(Photo-based point labeling data)
----------------

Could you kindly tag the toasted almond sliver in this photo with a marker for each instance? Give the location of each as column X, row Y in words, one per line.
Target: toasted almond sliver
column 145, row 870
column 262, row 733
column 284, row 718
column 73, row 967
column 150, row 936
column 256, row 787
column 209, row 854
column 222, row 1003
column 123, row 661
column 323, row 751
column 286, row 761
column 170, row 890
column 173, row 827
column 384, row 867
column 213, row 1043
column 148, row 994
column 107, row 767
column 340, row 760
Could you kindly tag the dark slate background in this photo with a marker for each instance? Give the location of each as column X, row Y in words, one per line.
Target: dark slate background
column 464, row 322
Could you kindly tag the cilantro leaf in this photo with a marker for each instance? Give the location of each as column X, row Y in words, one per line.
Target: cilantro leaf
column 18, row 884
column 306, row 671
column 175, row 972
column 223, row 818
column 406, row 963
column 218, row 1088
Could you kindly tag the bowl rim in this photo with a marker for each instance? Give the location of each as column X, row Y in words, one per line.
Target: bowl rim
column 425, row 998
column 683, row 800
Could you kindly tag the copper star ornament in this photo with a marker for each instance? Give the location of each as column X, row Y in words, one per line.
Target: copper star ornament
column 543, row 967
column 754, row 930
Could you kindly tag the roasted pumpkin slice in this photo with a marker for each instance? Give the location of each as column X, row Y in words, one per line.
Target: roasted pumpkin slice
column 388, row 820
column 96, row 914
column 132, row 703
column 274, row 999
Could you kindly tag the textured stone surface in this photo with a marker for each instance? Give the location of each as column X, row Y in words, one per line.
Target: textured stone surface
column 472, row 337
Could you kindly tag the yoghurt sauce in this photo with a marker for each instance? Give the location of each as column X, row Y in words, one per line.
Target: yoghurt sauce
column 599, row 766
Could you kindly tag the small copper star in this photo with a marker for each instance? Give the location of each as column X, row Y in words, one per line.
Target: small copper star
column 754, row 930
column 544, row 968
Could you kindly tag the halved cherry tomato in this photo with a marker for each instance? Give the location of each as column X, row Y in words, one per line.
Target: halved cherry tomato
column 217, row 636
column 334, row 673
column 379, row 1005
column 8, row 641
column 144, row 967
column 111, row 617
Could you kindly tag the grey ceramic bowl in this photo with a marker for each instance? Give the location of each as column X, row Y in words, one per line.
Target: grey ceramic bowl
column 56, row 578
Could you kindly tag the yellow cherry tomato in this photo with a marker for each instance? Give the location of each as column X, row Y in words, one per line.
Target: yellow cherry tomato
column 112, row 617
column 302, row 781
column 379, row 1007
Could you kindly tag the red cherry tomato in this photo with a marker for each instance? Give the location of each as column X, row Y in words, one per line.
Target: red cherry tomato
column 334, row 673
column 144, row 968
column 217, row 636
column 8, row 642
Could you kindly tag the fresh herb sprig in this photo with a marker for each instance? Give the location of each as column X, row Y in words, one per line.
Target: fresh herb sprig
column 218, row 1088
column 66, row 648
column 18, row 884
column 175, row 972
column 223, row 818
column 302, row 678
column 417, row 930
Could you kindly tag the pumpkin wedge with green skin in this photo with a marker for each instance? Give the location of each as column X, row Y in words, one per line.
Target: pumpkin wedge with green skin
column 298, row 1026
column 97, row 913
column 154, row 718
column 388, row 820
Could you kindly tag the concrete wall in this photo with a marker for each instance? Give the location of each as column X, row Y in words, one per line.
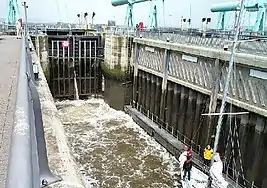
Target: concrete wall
column 41, row 46
column 173, row 84
column 60, row 159
column 118, row 52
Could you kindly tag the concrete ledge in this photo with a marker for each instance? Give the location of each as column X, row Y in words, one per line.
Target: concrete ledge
column 60, row 159
column 173, row 145
column 240, row 58
column 231, row 100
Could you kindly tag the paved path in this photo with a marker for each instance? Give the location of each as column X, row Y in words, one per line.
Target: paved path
column 9, row 62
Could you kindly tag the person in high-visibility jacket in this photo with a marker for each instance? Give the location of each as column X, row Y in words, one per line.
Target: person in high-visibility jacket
column 208, row 152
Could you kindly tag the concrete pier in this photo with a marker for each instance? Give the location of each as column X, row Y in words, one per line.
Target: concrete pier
column 60, row 159
column 9, row 63
column 185, row 77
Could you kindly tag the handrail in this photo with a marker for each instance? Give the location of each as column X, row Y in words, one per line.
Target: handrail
column 213, row 39
column 28, row 164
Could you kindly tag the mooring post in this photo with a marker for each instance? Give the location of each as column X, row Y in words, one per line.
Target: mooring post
column 164, row 83
column 135, row 73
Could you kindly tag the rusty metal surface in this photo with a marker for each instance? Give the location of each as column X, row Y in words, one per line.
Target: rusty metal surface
column 9, row 62
column 246, row 91
column 81, row 58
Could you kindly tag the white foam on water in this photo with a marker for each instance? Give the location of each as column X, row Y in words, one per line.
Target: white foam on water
column 113, row 151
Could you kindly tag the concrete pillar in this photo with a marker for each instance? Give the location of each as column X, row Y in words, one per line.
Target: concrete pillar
column 143, row 89
column 152, row 94
column 135, row 82
column 176, row 105
column 182, row 110
column 169, row 106
column 148, row 91
column 139, row 85
column 191, row 106
column 200, row 102
column 164, row 83
column 157, row 96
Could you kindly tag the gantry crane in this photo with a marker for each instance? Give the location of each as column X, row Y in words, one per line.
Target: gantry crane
column 129, row 18
column 260, row 7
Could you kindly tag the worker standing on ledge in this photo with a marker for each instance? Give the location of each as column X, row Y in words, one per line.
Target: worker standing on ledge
column 208, row 152
column 19, row 28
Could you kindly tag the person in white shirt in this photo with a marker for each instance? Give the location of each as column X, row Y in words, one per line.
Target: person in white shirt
column 19, row 29
column 182, row 159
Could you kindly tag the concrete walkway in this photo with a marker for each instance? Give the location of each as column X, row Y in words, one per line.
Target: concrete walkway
column 9, row 63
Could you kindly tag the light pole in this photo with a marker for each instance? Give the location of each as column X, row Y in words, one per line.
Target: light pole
column 24, row 4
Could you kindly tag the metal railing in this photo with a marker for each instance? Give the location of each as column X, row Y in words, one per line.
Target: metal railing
column 235, row 180
column 28, row 163
column 248, row 43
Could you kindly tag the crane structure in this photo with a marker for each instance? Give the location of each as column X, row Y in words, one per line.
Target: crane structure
column 13, row 12
column 260, row 7
column 129, row 17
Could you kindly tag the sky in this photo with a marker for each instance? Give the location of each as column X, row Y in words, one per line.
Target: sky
column 67, row 10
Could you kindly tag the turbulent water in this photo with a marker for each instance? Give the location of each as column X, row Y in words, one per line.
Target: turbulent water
column 112, row 151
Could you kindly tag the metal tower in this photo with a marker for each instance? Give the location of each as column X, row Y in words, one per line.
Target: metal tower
column 13, row 12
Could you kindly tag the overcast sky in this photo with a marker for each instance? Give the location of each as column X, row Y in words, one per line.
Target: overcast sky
column 67, row 10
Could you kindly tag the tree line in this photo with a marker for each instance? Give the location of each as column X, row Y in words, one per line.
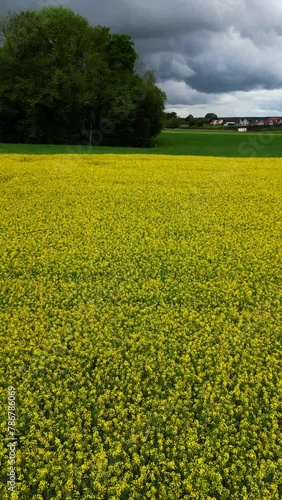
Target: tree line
column 63, row 81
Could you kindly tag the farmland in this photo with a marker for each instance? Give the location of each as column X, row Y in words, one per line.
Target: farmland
column 140, row 325
column 188, row 142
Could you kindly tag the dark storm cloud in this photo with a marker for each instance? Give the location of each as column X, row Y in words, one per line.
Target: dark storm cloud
column 199, row 49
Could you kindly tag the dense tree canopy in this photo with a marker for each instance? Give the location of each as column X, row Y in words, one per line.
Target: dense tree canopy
column 64, row 81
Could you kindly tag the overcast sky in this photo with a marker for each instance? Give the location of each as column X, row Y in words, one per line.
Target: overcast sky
column 221, row 56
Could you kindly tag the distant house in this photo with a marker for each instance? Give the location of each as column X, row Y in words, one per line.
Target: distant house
column 244, row 122
column 230, row 124
column 271, row 121
column 217, row 122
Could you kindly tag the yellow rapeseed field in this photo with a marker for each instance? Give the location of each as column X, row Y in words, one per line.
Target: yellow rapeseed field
column 140, row 327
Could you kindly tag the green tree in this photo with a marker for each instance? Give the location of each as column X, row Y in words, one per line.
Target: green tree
column 53, row 91
column 211, row 116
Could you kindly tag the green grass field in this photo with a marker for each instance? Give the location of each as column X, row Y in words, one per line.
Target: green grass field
column 203, row 143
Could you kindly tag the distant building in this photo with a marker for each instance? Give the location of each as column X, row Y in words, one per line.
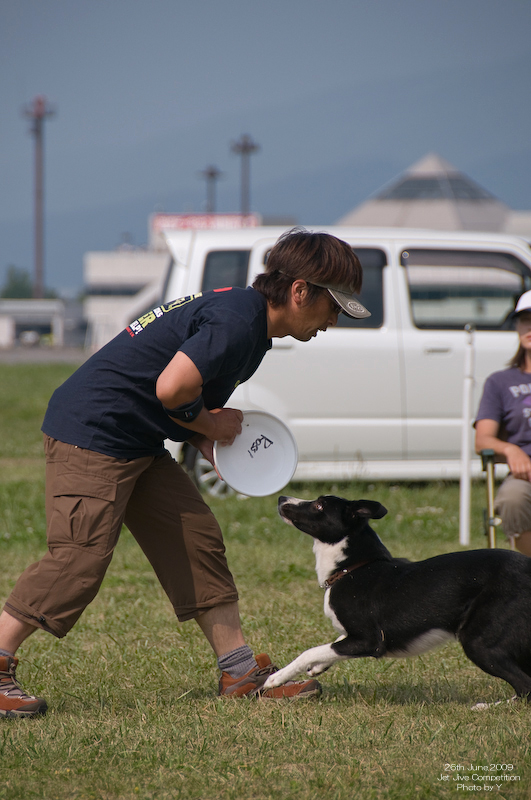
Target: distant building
column 434, row 194
column 120, row 285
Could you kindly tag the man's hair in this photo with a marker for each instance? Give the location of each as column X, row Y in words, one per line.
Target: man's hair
column 319, row 257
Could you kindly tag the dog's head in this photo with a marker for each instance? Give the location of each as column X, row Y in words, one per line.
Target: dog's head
column 329, row 519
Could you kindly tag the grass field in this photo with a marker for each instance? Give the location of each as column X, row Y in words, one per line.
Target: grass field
column 132, row 694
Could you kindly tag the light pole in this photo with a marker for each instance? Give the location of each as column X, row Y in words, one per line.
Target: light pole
column 211, row 174
column 245, row 147
column 37, row 111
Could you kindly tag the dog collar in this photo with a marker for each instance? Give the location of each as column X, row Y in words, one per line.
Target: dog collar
column 340, row 573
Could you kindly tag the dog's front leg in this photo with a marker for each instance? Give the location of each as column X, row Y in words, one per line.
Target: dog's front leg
column 312, row 662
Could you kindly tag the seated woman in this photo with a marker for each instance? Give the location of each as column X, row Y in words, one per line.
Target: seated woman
column 506, row 405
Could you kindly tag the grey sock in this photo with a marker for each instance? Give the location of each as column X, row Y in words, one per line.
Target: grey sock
column 238, row 662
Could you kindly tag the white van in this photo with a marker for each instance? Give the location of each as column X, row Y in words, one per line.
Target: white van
column 379, row 398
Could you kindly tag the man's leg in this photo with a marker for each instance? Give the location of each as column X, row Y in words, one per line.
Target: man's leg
column 182, row 540
column 222, row 628
column 86, row 496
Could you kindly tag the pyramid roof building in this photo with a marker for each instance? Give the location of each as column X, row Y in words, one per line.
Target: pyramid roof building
column 431, row 194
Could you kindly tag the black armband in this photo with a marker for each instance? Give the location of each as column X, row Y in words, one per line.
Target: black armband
column 186, row 412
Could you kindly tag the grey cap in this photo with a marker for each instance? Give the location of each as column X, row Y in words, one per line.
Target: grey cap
column 347, row 302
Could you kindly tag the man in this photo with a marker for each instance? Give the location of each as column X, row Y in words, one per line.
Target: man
column 168, row 375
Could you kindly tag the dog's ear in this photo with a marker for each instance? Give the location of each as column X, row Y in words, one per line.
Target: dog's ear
column 369, row 508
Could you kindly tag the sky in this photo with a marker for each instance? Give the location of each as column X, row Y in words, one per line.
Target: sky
column 340, row 95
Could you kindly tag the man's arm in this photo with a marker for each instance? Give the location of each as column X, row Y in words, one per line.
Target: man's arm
column 181, row 383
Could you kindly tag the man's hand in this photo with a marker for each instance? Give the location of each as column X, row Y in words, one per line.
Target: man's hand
column 227, row 424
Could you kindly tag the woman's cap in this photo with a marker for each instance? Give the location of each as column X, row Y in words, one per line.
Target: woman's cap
column 524, row 303
column 347, row 302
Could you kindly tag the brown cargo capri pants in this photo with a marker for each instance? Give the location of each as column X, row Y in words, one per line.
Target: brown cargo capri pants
column 88, row 497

----------------

# OBJECTIVE
Can you lay out the records from the start through the line holding "column 683, row 800", inclusive, as a two-column CSV with the columns text and answer, one row per record? Put each field in quotation marks and turn line breaks into spaces.

# ANSWER IN FULL
text,answer
"Could you kindly tag the toasted almond sliver in this photo with a marker for each instance? Give the location of each as column X, row Y in words, one per line. Target: toasted almond sliver","column 145, row 870 column 262, row 733 column 284, row 718 column 73, row 967 column 150, row 936 column 256, row 787 column 209, row 854 column 222, row 1003 column 123, row 661 column 323, row 751 column 286, row 761 column 170, row 890 column 173, row 827 column 384, row 867 column 213, row 1043 column 148, row 994 column 107, row 767 column 340, row 760"
"Could you kindly tag the dark slate background in this photo with a marker for each instance? Give the location of each as column X, row Y in words, one per line. Target: dark slate background","column 464, row 322"
"Could you kindly tag the cilantro leaf in this photo with a marker for each instance? Give the location of each as column X, row Y in words, one per line. Target: cilantro leaf","column 18, row 884 column 306, row 671 column 175, row 972 column 223, row 818 column 406, row 963 column 218, row 1088"
"Could you kindly tag the bowl rim in this photo with a marker for each instance? Give the location of each as column X, row Y in words, one per line. Target: bowl rim","column 425, row 998 column 683, row 800"